Recorded data
* BEGIN *

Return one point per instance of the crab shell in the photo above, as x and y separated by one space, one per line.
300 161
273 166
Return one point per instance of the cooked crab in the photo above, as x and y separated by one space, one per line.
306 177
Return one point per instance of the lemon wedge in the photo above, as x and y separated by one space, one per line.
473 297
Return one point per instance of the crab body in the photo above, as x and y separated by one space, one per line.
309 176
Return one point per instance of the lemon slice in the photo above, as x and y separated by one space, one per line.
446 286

* END *

STATED TASK
Turn each line of the listing above into an item in a numbered list, and leave out any blank lines.

WRITTEN RESPONSE
1. Return one point per instance of the crab shell in the photo above, as x and y separated by one space, one per line.
2. 300 161
3. 273 166
4. Return one point per instance of the cooked crab in the photo above, as x and y separated by one space, one per line.
5. 306 177
6. Return one point per instance of the lemon wedge in the photo above, as x and y separated by one space, one per line.
7. 473 297
8. Return one point per instance of the crab body in the photo above, as x and y separated by one space, one per line.
9. 309 176
10. Return one point per instance of the lemon slice in the photo above, as x and y separated by one space, one per line.
11. 446 286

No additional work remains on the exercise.